>> begin

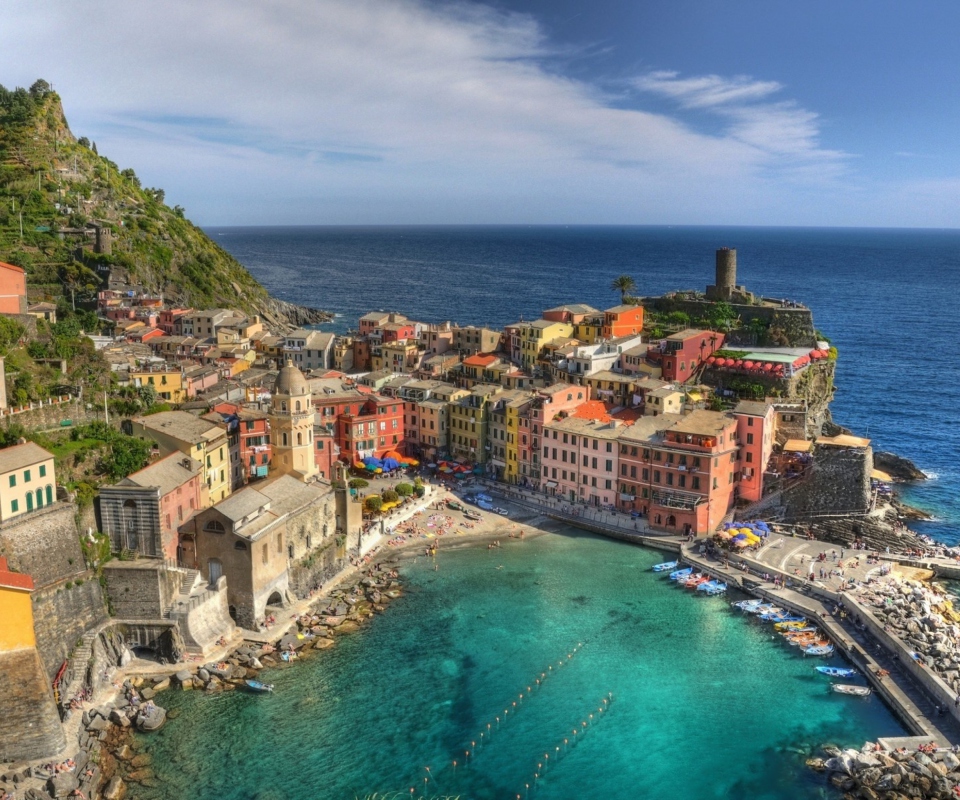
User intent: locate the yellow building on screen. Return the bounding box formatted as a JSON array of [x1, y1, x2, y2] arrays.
[[573, 314, 603, 344], [520, 319, 573, 370], [450, 384, 503, 464], [130, 369, 187, 404], [0, 442, 57, 522], [0, 556, 37, 653], [130, 411, 230, 508]]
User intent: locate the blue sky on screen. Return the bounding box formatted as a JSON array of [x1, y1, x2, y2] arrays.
[[0, 0, 960, 227]]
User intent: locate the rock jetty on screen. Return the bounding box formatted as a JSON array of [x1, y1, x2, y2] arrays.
[[858, 576, 960, 693], [807, 742, 960, 800]]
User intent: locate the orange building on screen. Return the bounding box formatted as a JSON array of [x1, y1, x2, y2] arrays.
[[602, 305, 643, 339], [0, 261, 27, 314], [619, 411, 739, 536]]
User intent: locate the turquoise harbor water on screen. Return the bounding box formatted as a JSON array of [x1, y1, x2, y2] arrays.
[[132, 530, 903, 800]]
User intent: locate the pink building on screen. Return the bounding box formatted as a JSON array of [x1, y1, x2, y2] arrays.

>> end

## DIRECTIONS FOR THIS TASK
Recast each line of the data above as one string in a JSON list, leaving out blank lines and omitting the picture.

## CORRECT OUTPUT
[
  "User intent: locate the yellow building on screen. Return the bounding box formatted as a JSON array of [x1, y1, x2, y2] arrays.",
  "[[573, 314, 603, 344], [520, 319, 573, 370], [450, 384, 503, 464], [130, 369, 187, 404], [0, 442, 57, 522], [0, 556, 37, 653], [130, 411, 230, 508]]",
  "User intent: locate the blue sky on screen. Return the bounding box formatted as a JSON array of [x1, y1, x2, y2] arrays.",
  "[[0, 0, 960, 227]]",
  "User intent: locate the rock jetty on screen. Return the bounding box formatted as a JSON array of [x1, y1, x2, y2] arrays.",
  "[[858, 576, 960, 693], [807, 742, 960, 800]]",
  "User intent: locate the orange building on screen. Return the bounding box formatted as a JSON array of [x1, y1, x2, y2] arrays.",
  "[[602, 305, 643, 339], [0, 261, 27, 314], [619, 411, 739, 536]]",
  "User intent: locate the turquoise harbor water on screen. Return the bounding box formatted as a JSON array of [x1, y1, x2, y2] arrays.",
  "[[132, 530, 903, 800]]",
  "User intent: locate the pink building on screen. Return the bounding box formatted as a JSON array of [x1, y1, x2, y2] arrays."
]